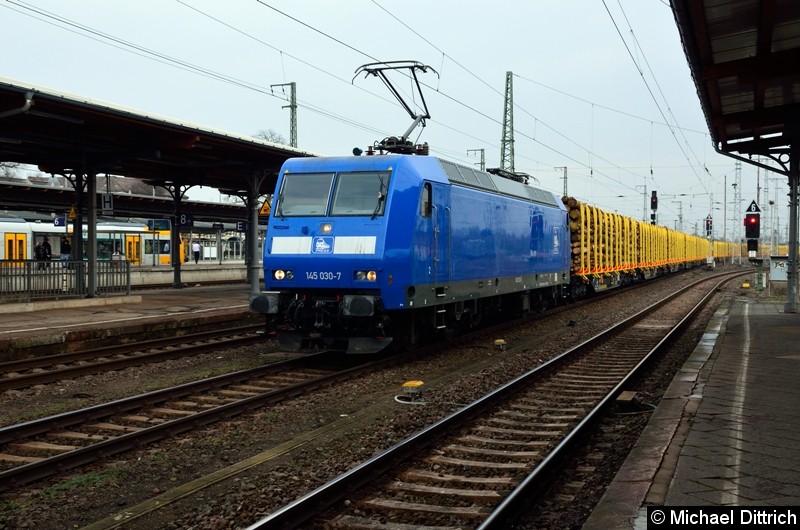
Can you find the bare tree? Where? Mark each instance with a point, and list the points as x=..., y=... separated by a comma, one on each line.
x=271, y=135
======
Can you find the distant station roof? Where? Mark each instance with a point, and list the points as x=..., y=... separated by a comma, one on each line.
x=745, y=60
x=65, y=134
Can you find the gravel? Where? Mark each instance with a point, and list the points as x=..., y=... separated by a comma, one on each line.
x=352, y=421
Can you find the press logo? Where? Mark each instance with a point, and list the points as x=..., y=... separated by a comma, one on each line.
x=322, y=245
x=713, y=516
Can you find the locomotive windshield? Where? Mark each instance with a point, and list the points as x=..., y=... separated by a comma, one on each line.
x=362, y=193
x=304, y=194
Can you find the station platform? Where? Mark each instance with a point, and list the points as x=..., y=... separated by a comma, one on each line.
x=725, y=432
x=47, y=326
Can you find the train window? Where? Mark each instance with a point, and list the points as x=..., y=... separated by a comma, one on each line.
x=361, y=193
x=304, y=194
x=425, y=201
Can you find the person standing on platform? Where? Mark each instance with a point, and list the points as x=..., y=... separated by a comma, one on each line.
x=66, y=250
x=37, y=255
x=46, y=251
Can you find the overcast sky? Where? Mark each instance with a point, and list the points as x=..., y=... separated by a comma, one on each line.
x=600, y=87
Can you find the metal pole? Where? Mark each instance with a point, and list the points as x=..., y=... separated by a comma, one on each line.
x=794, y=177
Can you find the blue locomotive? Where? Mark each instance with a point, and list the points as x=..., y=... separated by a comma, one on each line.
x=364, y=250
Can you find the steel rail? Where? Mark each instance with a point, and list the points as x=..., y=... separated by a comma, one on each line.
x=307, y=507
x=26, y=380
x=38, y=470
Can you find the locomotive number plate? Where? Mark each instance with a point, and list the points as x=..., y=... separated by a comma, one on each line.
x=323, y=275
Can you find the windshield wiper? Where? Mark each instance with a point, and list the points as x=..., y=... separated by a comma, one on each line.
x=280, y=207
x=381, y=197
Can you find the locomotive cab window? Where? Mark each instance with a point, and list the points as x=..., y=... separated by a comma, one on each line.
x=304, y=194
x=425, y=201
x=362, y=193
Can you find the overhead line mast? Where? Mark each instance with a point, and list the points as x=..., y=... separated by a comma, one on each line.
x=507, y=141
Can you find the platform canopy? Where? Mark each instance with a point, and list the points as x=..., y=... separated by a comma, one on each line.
======
Reproduce the data from the line containing "Can you find the bare" through the line containing "x=271, y=135", both ends included, and offset each coordinate in the answers by adding -18.

> Output for this exercise:
Can you find the bare tree? Where? Mark each instance with a point, and list the points as x=..., y=... separated by a comma, one on each line.
x=253, y=117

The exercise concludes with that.